Extend the article on how N-acetyl cysteine counters H2O2 effects on MC3T3-E1 bone cell mineralization, picking up right after its final sentence.
[[ Selected extract, beginning ]]
N-acetyl cysteine inhibits H2O2-mediated reduction in the mineralization of MC3T3-E1 cells by down-regulating Nrf2/HO-1 pathway

Abstract

There are controversial findings regarding the roles of nuclear factor (erythroid-derived 2)-like 2 (Nrf2)/heme oxygenase-1 (HO-1) pathway on bone metabolism under oxidative stress. We investigated how Nrf2/HO-1 pathway affects osteoblast differentiation of MC3T3-E1 cells in response to hydrogen peroxide (H2O2), N-acetyl cysteine (NAC), or both. Exposing the cells to H2O2 decreased the alkaline phosphatase activity, calcium accumulation, and expression of osteoblast markers, such as osteocalcin and runt-related transcription factor-2. In contrast, H2O2 treatment increased the expression of Nrf2 and HO-1 in the cells. Treatment with hemin, a chemical HO-1 inducer, mimicked the inhibitory effect of H2O2 on osteoblast differentiation by increasing the HO-1 expression and decreasing the osteogenic marker genes. Pretreatment with NAC restored all changes induced by H2O2 to near normal levels in the cells. Collectively, our findings suggest that H2O2-mediated activation of Nrf2/HO-1 pathway negatively regulates the osteoblast differentiation, which is inhibited by NAC.

Fig. 1.. H₂O₂ inhibits the ALP activity, calcium accumulation, and viability in a dose-dependent manner. Cells were exposed to increasing concentrations (0–400 μM) of H₂O₂. (A) ALP activity and calcium content, and (B) viability of the cells, were measured after 7 days of exposure. *P < 0.05, **P < 0.01, and ***P < 0.001 vs. the control values without H₂O₂.

Fig. 2.. H₂O₂ upregulates the induction of Nrf2 and HO-1 with attendant corresponding reduction of Runx2 in MC3T3-E1 cells. Cells were exposed to the indicated doses of H₂O₂. The HO-1 protein (A) and mRNA levels (B), and the nuclear protein levels of Nrf2 and Runx2 (C) were determined after 24 h of incubation by immunoblotting or RT-PCR. (D) Relative intensities of Nrf2 and Runx2 proteins from triplicate experiments are shown. *P < 0.05, **P < 0.01, and ***P < 0.001 vs. the control values without H₂O₂.
[[ Selected extract, end ]]
[[ Extracted information, beginning ]]
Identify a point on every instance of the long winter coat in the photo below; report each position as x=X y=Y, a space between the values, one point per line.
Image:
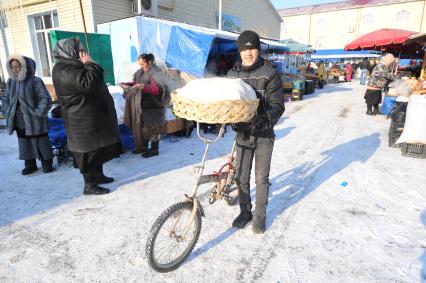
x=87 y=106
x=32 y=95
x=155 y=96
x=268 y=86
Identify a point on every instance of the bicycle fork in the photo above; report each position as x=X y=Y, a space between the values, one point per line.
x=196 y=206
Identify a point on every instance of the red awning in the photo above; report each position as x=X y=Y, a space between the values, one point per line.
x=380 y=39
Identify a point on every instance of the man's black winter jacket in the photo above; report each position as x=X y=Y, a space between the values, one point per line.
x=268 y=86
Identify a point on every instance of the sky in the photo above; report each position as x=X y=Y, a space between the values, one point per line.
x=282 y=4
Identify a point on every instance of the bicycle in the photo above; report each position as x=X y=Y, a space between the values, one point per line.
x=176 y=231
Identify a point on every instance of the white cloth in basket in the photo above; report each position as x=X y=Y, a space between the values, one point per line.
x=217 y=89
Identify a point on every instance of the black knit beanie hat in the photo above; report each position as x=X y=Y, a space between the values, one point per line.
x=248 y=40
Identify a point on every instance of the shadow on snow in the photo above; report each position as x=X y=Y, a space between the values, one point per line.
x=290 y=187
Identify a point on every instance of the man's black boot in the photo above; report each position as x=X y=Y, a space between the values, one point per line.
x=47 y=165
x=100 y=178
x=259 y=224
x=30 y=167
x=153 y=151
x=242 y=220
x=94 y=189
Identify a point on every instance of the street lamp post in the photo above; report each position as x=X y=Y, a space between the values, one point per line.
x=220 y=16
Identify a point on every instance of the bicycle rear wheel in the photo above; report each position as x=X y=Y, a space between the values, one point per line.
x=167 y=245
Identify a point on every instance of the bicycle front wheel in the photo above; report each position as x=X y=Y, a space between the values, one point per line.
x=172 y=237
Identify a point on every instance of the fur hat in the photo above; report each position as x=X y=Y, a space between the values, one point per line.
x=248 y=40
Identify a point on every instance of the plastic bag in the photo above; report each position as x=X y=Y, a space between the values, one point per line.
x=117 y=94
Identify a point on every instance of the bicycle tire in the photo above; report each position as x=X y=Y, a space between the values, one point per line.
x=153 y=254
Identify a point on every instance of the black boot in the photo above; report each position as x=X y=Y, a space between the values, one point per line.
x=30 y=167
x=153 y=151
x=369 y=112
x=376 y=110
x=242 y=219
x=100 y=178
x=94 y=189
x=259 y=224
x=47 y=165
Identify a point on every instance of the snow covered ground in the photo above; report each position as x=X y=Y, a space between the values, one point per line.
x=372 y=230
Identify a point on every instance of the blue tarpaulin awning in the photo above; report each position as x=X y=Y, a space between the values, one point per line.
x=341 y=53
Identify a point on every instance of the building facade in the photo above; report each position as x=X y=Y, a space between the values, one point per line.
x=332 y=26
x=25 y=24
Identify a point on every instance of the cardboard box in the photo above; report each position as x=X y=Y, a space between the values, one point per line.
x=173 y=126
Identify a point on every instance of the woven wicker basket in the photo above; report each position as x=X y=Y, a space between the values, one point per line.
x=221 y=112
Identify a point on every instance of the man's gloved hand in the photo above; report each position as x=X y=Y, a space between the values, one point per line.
[[ Extracted information, end ]]
[[ Extracted information, beginning ]]
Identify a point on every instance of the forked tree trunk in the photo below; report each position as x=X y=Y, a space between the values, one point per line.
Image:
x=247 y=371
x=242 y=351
[[ Extracted information, end ]]
**Answer box**:
Fig. 3.. NAC prevents the H₂O₂-mediated decreases in OCN expression, ALP activity, and calcium accumulation, by restoring the levels of Nrf2, HO-1, and Runx2 to those of non-treated control values. Cells were incubated with 200 μM H₂O₂ in the presence and absence of 2.5 mM or 5 mM NAC. (A, B) Protein levels of HO-1, Nrf2, and Runx2 were measured by immunoblotting after 24 h of incubation. (C) OCN mRNA expression, (D) ALP activity, and (E) calcium content, were also determined after 7 days of incubation. **P < 0.01 and ***P < 0.001 vs. the control values without H₂O₂. ^#P < 0.05, ^##P < 0.01, and ^###P < 0.001 vs. 200 μM H₂O₂ treatment only.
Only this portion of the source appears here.